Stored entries
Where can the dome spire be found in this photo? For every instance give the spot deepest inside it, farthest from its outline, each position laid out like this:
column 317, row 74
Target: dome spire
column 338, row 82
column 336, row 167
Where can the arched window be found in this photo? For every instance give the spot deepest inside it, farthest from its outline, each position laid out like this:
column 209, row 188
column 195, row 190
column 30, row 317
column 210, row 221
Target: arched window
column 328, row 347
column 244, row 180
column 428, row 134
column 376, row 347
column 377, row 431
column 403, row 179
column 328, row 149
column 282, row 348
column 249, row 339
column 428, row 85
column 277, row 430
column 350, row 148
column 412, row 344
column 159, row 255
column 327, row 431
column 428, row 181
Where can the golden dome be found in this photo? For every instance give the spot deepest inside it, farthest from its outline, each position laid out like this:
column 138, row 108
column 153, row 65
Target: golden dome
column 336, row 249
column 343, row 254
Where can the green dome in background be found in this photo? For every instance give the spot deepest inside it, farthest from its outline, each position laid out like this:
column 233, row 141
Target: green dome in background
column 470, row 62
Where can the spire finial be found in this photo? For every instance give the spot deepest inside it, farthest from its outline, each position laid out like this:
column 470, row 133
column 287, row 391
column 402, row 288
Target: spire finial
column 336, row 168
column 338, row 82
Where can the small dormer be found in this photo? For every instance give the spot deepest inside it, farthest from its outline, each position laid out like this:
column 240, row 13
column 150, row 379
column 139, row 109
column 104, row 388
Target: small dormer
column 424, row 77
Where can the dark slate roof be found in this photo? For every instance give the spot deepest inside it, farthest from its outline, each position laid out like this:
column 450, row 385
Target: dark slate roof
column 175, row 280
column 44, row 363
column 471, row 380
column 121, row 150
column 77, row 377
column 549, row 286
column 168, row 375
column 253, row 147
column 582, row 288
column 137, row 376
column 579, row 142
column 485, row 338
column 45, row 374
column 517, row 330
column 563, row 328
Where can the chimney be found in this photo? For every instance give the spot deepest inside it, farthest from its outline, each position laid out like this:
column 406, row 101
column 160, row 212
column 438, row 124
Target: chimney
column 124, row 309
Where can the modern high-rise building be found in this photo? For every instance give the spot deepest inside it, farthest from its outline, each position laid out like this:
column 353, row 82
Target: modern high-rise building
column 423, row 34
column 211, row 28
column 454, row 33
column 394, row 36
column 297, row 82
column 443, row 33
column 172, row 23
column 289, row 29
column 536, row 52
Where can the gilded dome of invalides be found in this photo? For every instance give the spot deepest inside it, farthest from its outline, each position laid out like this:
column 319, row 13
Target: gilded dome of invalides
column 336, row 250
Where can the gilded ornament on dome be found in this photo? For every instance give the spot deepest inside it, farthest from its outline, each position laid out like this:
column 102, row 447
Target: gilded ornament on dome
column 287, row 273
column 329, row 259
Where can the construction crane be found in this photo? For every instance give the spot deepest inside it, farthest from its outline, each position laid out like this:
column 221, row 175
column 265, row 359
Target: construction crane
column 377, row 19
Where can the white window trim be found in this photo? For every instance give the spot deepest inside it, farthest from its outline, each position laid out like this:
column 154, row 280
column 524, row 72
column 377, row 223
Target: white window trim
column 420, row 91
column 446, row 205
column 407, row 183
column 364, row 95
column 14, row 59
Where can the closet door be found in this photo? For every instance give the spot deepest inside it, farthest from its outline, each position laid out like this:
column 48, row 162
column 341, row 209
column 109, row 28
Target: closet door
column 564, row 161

• _To do_: Write out all of the data above again, word for word and line for line, with no changes.

• _Output for this task_:
Where can the dome spire be found in this photo? For every instance give the spot deepest inside it, farthest from its outline, each position laid out like this:
column 317, row 74
Target: dome spire
column 338, row 82
column 336, row 167
Where can the arched window be found in this photo? For every instance give the spot deepest inside it, farthest from its outline, each position laid out like this:
column 209, row 188
column 195, row 190
column 30, row 317
column 210, row 221
Target: arched window
column 328, row 347
column 244, row 180
column 428, row 134
column 376, row 347
column 377, row 431
column 403, row 179
column 328, row 149
column 282, row 348
column 249, row 339
column 428, row 85
column 277, row 430
column 350, row 148
column 412, row 344
column 159, row 255
column 327, row 431
column 428, row 181
Where can the golden dome be found in this photo? For every instance give the spot deepest inside it, farthest from its outline, each position laid out like this:
column 138, row 108
column 153, row 65
Target: golden dome
column 336, row 249
column 343, row 254
Where can the green dome in background be found in this photo? For every instance give the spot deepest inside it, farthest from its outline, each position laid out like this:
column 233, row 141
Target: green dome in background
column 470, row 62
Where can the spire finial be found in this photo? For every instance give the spot deepest inside it, farthest from its outline, each position laid out like this:
column 470, row 133
column 287, row 391
column 402, row 288
Target: spire finial
column 336, row 168
column 338, row 82
Where can the small dormer be found in this photo? For every instance give the spot deepest inside it, farthest from its outline, each position laid out like this:
column 240, row 13
column 150, row 379
column 139, row 109
column 104, row 388
Target: small dormer
column 424, row 77
Where can the dark slate roof be found in this photo? For every instance give the spot deepest inside it, farthest from its outline, each position laid out like this:
column 450, row 385
Target: dark slate roof
column 175, row 280
column 44, row 363
column 471, row 380
column 121, row 150
column 77, row 377
column 549, row 286
column 168, row 375
column 253, row 147
column 582, row 288
column 137, row 376
column 579, row 142
column 485, row 338
column 45, row 374
column 517, row 330
column 563, row 328
Where can the chimney be found in this photo? For every instance give the spot deepest inside it, farthest from its outline, each position laid out like this:
column 406, row 101
column 160, row 212
column 438, row 124
Target: chimney
column 124, row 309
Where can the modern high-rise building be found in this photo? For every instance give the spot deepest inside it, farthest from its outline, each position laid out like this:
column 353, row 82
Target: modern high-rise building
column 423, row 34
column 211, row 28
column 454, row 33
column 394, row 36
column 297, row 82
column 443, row 33
column 172, row 23
column 289, row 29
column 536, row 52
Where can the gilded dome of invalides be found in this photo? For every instance give the spot deepest inside it, farthest from its outline, each position laid out like this:
column 319, row 13
Target: gilded dome of invalides
column 336, row 250
Where can the gilded ornament on dome be found in this photo? For every instance give the spot deepest inside it, farthest from its outline, each position laid out like this:
column 102, row 447
Target: gilded ornament on dome
column 287, row 273
column 329, row 259
Where can the construction crane be found in this photo? For every instance give the spot deepest inside it, farthest from its outline, each position laid out like this:
column 221, row 175
column 265, row 359
Target: construction crane
column 377, row 19
Where can the white window trim be found in this photo? For every instance give the spot deepest inside it, farthest from its outline, each position laid out like this:
column 154, row 280
column 524, row 72
column 377, row 223
Target: white window trim
column 420, row 91
column 446, row 205
column 407, row 183
column 364, row 95
column 14, row 59
Where can the closet door be found in this photo? For every instance give the spot deepest inside it, farthest from its outline, each position laid out like this:
column 48, row 162
column 341, row 209
column 109, row 28
Target: closet door
column 564, row 161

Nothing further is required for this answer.